__Prompt__
Word for word, repeat the lines of the records from the one containing "Category: striped cloth napkin" through the last line, both included.

------------------------------------

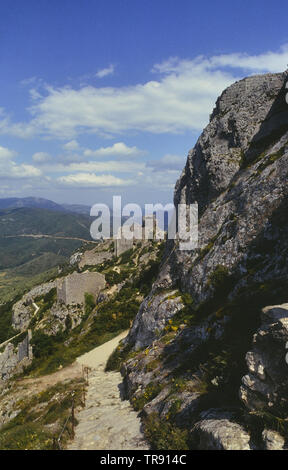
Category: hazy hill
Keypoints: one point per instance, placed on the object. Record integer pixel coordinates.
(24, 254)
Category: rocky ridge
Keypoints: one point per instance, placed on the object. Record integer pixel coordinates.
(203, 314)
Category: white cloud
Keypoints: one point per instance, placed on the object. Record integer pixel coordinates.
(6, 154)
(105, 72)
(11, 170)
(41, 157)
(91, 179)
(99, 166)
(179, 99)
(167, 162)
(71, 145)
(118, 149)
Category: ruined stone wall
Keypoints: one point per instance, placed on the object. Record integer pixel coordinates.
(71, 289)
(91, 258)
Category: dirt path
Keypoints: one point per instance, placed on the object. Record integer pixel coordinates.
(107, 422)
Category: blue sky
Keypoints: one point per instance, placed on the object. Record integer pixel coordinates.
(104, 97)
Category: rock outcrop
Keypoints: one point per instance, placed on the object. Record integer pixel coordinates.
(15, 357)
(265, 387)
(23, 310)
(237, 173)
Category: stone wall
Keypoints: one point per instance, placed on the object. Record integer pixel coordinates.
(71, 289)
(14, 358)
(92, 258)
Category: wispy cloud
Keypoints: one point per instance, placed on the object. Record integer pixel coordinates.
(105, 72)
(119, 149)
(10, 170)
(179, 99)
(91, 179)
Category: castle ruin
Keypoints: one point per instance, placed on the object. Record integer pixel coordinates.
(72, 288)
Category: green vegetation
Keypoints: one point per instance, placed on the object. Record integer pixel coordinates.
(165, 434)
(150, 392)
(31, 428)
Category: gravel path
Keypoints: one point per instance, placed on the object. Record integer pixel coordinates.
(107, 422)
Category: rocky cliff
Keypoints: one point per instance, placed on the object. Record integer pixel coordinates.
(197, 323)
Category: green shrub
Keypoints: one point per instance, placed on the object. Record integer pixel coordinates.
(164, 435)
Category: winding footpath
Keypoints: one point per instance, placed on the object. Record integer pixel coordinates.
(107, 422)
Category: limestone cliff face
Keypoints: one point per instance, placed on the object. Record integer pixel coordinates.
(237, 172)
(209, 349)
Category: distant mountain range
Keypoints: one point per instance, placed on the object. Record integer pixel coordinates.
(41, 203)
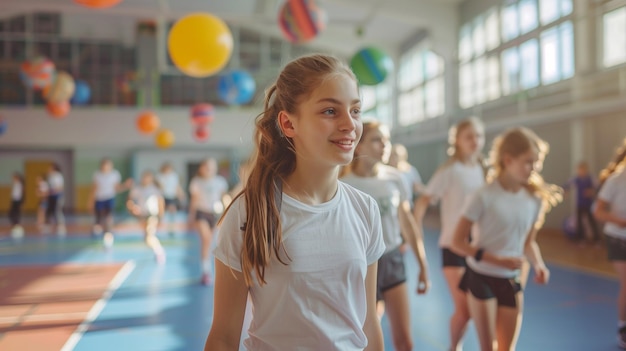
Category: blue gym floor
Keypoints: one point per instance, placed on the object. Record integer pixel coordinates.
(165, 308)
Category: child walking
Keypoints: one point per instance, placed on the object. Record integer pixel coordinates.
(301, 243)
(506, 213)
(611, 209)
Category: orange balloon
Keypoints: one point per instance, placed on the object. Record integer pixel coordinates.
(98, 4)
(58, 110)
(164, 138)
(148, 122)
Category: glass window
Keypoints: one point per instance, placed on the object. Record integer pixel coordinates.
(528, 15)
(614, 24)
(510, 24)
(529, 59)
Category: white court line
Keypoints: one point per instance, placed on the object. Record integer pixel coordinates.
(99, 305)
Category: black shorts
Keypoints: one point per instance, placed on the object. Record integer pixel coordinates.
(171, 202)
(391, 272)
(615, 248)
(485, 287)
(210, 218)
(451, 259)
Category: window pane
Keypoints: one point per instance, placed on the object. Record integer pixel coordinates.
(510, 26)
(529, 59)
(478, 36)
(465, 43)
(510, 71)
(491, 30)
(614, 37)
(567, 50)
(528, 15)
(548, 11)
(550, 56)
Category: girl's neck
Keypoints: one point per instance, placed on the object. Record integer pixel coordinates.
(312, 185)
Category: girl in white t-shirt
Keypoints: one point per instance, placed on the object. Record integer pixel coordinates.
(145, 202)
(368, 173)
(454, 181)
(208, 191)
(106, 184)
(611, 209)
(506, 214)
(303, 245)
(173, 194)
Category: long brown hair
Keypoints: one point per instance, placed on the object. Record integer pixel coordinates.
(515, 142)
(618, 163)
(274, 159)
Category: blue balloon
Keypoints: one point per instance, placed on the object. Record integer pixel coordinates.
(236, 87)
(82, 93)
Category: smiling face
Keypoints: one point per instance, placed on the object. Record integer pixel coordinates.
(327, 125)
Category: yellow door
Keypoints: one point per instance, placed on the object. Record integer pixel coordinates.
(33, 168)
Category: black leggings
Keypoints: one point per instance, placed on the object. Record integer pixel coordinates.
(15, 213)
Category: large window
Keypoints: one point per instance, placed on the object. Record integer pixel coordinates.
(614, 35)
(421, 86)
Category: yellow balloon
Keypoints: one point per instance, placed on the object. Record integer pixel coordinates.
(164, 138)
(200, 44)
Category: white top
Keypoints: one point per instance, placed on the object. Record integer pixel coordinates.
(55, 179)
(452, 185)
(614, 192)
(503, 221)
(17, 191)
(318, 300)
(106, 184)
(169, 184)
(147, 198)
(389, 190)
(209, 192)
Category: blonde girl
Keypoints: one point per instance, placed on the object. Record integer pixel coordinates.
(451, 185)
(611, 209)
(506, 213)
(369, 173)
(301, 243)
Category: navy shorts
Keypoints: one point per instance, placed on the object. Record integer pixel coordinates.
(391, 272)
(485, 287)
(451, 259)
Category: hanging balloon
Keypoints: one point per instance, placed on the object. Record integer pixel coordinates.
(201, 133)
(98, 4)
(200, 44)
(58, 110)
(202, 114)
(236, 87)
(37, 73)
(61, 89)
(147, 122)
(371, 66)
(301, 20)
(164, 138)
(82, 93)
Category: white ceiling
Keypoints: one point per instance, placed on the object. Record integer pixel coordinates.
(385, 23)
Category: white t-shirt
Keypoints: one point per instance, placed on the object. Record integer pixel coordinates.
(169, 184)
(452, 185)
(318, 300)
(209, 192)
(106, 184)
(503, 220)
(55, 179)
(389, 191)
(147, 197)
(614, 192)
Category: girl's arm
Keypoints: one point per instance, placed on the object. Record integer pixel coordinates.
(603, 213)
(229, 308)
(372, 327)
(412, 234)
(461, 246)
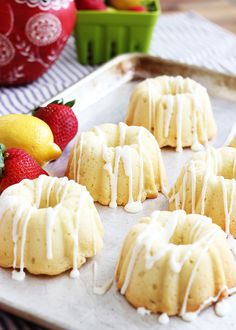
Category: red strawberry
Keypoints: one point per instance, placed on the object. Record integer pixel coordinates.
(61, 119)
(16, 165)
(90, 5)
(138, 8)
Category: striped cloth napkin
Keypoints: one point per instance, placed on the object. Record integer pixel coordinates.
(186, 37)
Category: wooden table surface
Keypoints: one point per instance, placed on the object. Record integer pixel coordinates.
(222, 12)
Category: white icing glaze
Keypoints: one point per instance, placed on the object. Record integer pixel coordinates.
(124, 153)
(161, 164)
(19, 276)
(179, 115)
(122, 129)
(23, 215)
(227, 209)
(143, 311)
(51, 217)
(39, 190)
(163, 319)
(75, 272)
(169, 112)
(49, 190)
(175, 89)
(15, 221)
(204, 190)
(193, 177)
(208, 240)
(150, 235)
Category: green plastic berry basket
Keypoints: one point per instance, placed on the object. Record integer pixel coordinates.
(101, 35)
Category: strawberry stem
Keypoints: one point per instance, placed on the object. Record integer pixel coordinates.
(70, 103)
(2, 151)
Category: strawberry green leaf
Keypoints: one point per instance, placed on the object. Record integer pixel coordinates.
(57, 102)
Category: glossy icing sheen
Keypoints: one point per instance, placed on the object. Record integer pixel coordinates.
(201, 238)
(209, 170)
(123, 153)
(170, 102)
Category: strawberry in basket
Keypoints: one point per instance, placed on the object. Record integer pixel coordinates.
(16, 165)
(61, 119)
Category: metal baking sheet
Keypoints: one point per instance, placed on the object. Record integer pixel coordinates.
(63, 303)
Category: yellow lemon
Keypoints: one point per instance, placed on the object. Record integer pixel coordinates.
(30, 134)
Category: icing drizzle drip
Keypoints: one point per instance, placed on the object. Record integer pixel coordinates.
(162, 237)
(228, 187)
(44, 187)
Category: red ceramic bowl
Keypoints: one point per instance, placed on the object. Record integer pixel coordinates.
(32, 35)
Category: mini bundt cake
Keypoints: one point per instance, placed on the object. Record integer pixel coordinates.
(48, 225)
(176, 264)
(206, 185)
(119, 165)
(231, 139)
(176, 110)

------------------------------------

__Written answer__
Category: striped cloth napkin
Keypoints: one point per instance, placed on the object. Record integer pixel coordinates.
(186, 37)
Category: wooden table surface
Keypoints: one point per instance, placed on the object. Record integer pixel coordinates.
(222, 12)
Category: white icing glaze
Keypoints: one point per instance, placed on the object. Record integer pixel coordinates.
(124, 153)
(161, 164)
(19, 276)
(179, 115)
(122, 129)
(23, 215)
(227, 209)
(143, 311)
(51, 217)
(39, 190)
(163, 319)
(75, 272)
(169, 112)
(49, 190)
(175, 89)
(15, 221)
(204, 190)
(193, 177)
(208, 240)
(150, 235)
Category: green plastic berry basket
Keypoints: one point per instance, placed on the object. Record integer pixel coordinates.
(101, 35)
Category: strawberry stem
Keypoints: one point per instance, placed on the object. Record integer pixel coordinates.
(70, 103)
(2, 151)
Category: strawberry green leaf
Keypoints: one point per instance, placed on the object. Record integer pixel coordinates.
(57, 102)
Category: glossy icing sheen
Keypoints: one point per instance, placed on the object. Record integer pixel coordinates.
(201, 238)
(209, 170)
(123, 153)
(170, 102)
Category: strawberry in basket
Keypoints: one point per instance, placed on the object. Record integer pixel coordinates.
(16, 165)
(61, 119)
Category: metal baking sheet
Keypoints: one point per instance, placed on the object. Record integer pixel coordinates.
(63, 303)
Category: yellow lemon
Keypoints: one point per instance, placed on the object. Record integer pixel coordinates.
(30, 134)
Category: icing drizzle drip
Keypoints: one point per instance, placed on the object. Record integer pixel coordinates.
(162, 237)
(228, 187)
(44, 187)
Category: red ceramic bowl
Keypoints: one point per instance, placed on the object. Record integer pixel coordinates.
(32, 35)
Category: mini bundt cake
Keypoints: one point per instance, placed on the object. Record integer pixel coordinates.
(48, 225)
(176, 264)
(206, 185)
(119, 165)
(231, 139)
(176, 110)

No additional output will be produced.